Content starts

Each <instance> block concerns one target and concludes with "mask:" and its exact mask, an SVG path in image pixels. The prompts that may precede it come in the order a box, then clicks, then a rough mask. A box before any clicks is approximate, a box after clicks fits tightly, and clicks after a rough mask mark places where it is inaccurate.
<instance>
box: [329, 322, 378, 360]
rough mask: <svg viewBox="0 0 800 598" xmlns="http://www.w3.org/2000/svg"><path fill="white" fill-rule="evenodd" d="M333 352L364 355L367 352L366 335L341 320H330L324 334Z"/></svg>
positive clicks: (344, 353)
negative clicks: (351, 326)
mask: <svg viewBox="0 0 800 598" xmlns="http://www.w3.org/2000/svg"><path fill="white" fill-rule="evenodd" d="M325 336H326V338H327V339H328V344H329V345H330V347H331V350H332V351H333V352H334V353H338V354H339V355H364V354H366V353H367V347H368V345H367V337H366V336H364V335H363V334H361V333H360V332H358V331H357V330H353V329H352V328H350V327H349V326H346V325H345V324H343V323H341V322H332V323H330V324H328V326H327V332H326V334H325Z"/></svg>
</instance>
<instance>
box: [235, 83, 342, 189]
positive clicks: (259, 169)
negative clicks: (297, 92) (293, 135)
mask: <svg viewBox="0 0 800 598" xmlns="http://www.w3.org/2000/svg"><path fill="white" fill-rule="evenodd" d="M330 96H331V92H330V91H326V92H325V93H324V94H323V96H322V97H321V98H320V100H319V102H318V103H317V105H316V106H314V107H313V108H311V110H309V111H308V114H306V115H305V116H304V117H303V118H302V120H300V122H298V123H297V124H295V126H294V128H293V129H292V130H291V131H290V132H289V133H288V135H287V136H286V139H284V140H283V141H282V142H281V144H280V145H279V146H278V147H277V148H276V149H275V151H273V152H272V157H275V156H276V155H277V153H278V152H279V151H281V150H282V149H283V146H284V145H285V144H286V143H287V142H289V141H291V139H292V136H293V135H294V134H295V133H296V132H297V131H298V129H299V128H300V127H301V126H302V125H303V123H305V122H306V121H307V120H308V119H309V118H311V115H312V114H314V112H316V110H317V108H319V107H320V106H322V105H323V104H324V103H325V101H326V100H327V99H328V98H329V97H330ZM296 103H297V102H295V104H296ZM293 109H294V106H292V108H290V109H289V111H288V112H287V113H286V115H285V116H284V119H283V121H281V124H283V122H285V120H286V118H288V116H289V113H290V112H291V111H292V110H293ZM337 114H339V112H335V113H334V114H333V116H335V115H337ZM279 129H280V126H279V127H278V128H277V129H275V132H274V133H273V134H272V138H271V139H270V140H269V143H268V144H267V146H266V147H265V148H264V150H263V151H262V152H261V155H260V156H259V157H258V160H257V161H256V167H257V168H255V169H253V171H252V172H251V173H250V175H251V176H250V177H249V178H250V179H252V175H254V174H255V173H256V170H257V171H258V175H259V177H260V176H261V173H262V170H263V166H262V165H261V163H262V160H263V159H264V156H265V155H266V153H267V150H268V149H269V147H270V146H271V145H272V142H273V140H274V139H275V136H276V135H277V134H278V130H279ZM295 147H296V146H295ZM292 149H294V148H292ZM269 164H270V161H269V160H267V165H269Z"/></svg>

Content ends

## Task to complete
Write out every line of the material above without changing anything.

## Output
Each <instance> block concerns one target and concludes with "mask:" and its exact mask, an SVG path in image pixels. The prompts that may precede it come in the order a box, then clicks, then a rough mask. A box before any clicks is approximate, a box after clicks fits tightly, and clicks after a rough mask mark places where it is inaccurate.
<instance>
box: [329, 322, 378, 360]
rough mask: <svg viewBox="0 0 800 598" xmlns="http://www.w3.org/2000/svg"><path fill="white" fill-rule="evenodd" d="M333 352L364 355L367 352L366 335L341 320H330L324 334Z"/></svg>
positive clicks: (344, 353)
negative clicks: (351, 326)
mask: <svg viewBox="0 0 800 598" xmlns="http://www.w3.org/2000/svg"><path fill="white" fill-rule="evenodd" d="M325 336H326V338H327V339H328V344H329V345H330V347H331V350H332V351H333V352H334V353H338V354H339V355H364V354H366V353H367V347H368V345H367V337H366V336H364V335H363V334H361V333H360V332H358V331H357V330H353V329H352V328H350V327H349V326H346V325H345V324H343V323H341V322H332V323H330V324H328V326H327V332H326V334H325Z"/></svg>
</instance>
<instance>
box: [235, 83, 342, 189]
positive clicks: (259, 169)
negative clicks: (297, 92) (293, 135)
mask: <svg viewBox="0 0 800 598" xmlns="http://www.w3.org/2000/svg"><path fill="white" fill-rule="evenodd" d="M330 96H331V92H330V91H326V92H325V93H324V94H323V96H322V97H321V98H320V100H319V102H318V103H317V105H316V106H314V107H313V108H311V110H309V111H308V114H306V115H305V116H304V117H303V118H302V120H300V122H298V123H297V124H295V126H294V128H293V129H292V130H291V131H290V132H289V133H288V135H287V136H286V139H284V140H283V141H282V142H281V144H280V145H279V146H278V147H277V148H276V149H275V151H273V152H272V157H275V156H276V155H277V153H278V152H279V151H281V150H282V149H283V146H284V145H285V144H286V143H287V142H289V141H291V139H292V136H293V135H294V134H295V133H296V132H297V131H298V129H299V128H300V127H301V126H302V125H303V123H305V122H306V121H307V120H308V119H309V118H311V115H312V114H314V112H316V110H317V108H319V107H320V106H322V105H323V104H324V103H325V101H326V100H327V99H328V98H329V97H330ZM296 103H297V102H295V104H296ZM293 109H294V106H292V108H290V109H289V111H288V112H287V113H286V115H285V116H284V119H283V121H281V124H283V122H285V120H286V118H288V116H289V113H290V112H291V111H292V110H293ZM337 114H339V112H335V113H334V114H333V116H335V115H337ZM279 129H280V126H279V127H278V128H277V129H275V132H274V133H273V134H272V138H271V139H270V140H269V143H268V144H267V146H266V147H265V148H264V150H263V151H262V152H261V155H260V156H259V157H258V160H257V161H256V167H257V168H255V169H253V171H252V172H251V173H250V175H251V176H250V177H249V178H250V179H252V175H254V174H255V173H256V170H257V171H258V175H259V177H260V176H261V173H262V170H263V166H262V165H261V163H262V160H263V159H264V156H265V155H266V153H267V150H268V149H269V147H270V146H271V145H272V142H273V140H274V139H275V136H276V135H277V134H278V130H279ZM295 147H296V146H295ZM292 149H294V148H292ZM269 164H270V161H269V160H267V165H269Z"/></svg>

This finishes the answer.